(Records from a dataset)

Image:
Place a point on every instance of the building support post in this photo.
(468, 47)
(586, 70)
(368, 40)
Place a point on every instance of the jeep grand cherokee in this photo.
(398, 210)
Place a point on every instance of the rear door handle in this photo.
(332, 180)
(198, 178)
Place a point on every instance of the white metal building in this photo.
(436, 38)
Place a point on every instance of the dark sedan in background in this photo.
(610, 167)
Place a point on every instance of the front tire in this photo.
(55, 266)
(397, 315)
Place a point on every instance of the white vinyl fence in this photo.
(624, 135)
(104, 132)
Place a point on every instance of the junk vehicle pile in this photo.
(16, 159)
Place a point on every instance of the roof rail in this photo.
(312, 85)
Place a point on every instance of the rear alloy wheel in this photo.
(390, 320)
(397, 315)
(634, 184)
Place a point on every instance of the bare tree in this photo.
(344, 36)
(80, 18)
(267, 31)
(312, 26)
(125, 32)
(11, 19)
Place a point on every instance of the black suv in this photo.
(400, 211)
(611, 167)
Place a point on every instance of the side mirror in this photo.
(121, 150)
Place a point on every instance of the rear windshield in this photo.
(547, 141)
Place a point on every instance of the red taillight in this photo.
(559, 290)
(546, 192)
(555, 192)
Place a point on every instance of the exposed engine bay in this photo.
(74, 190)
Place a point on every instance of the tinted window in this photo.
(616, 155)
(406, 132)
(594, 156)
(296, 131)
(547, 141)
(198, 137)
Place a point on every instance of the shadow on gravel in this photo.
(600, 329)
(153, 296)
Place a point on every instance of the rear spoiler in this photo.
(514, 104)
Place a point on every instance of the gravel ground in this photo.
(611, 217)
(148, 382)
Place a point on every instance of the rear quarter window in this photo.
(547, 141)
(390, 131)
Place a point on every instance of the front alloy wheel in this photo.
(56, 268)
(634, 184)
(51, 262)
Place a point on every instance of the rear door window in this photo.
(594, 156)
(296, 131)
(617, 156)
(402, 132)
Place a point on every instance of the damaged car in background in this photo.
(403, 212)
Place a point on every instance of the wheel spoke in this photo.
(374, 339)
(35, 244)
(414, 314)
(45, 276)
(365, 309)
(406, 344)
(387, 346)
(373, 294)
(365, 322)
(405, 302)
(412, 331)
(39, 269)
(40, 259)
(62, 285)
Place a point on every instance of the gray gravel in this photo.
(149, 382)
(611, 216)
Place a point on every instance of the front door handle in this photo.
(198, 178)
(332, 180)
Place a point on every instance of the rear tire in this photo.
---
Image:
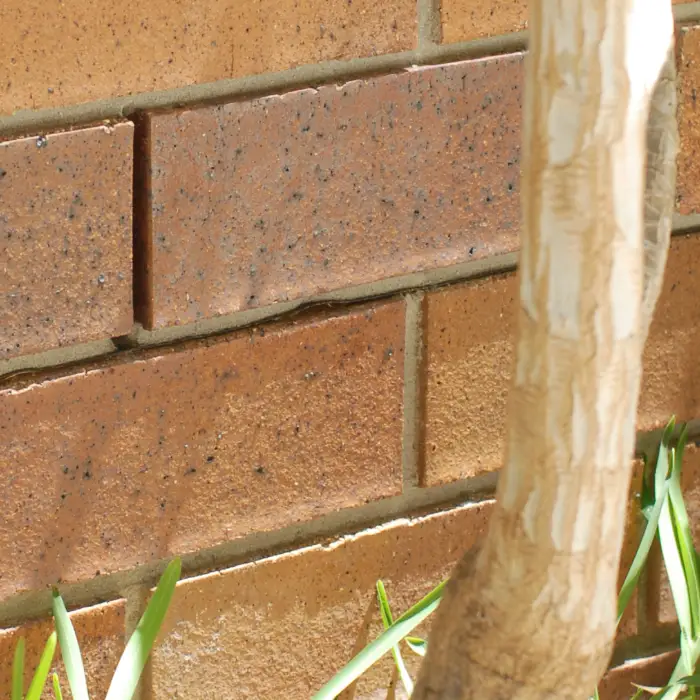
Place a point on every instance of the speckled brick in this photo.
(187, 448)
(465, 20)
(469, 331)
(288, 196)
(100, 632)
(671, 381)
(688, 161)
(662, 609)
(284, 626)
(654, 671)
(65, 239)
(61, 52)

REQUIREMENT -
Repeat the entries above verbatim, but only from the line that has "Place a point on every instance of the gray" down to the line that has "Place a point on every instance of the rear tire", inclusive.

THE COMPLETED TASK -
Place a point on every instance of the gray gravel in this photo.
(149, 382)
(611, 216)
Place a point on every instance of the front door handle in this photo.
(198, 178)
(332, 180)
Place a point on every instance of the rear tire in this photo.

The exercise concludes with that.